* [Records for the task]
(begin)

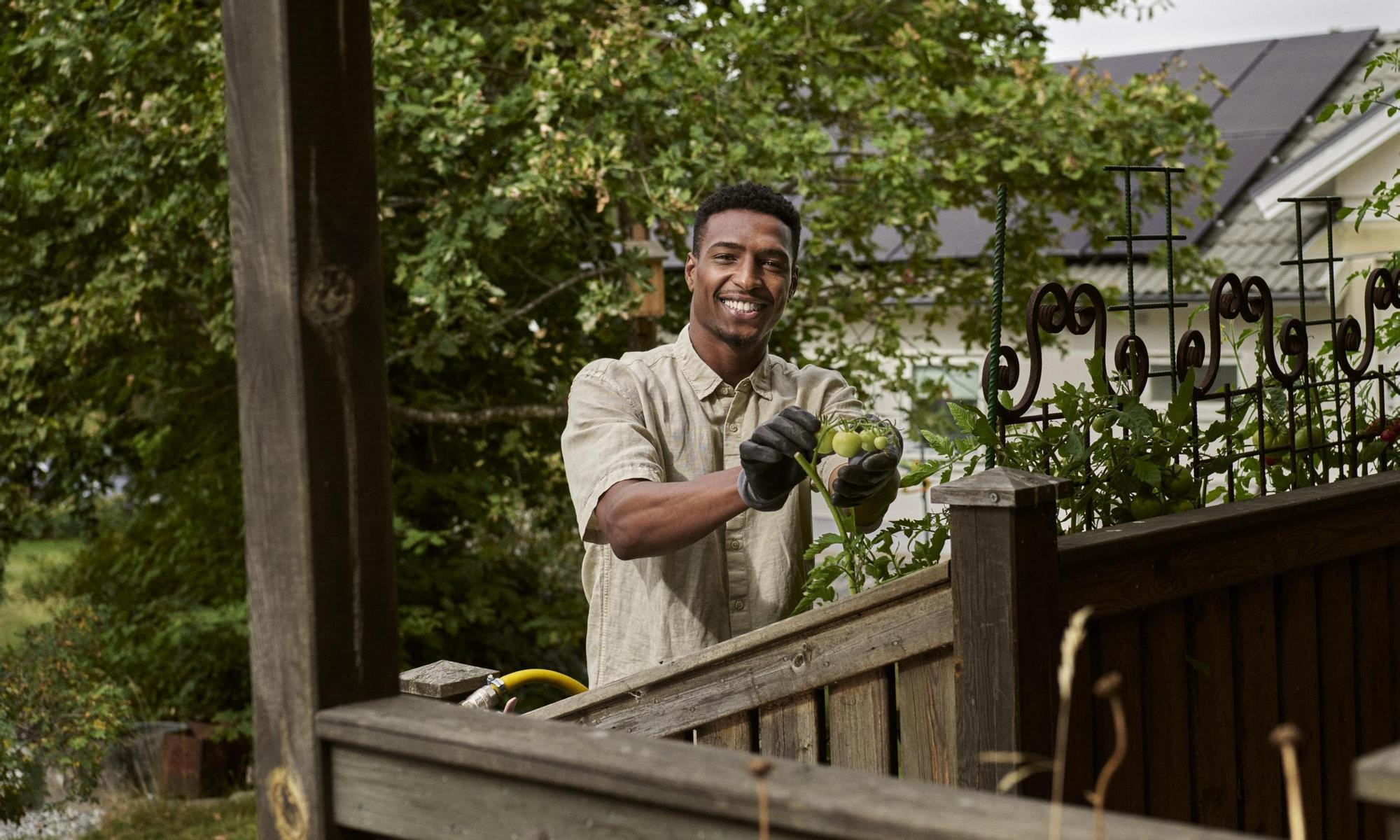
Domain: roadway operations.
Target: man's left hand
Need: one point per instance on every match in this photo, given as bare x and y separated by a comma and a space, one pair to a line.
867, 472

(end)
(begin)

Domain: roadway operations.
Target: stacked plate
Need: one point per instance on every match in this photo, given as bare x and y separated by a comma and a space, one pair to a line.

(end)

* [Work to complete]
Count the lines in the rows above that contain the word "Target", matching case exactly, and give only the number.

* [Solution]
2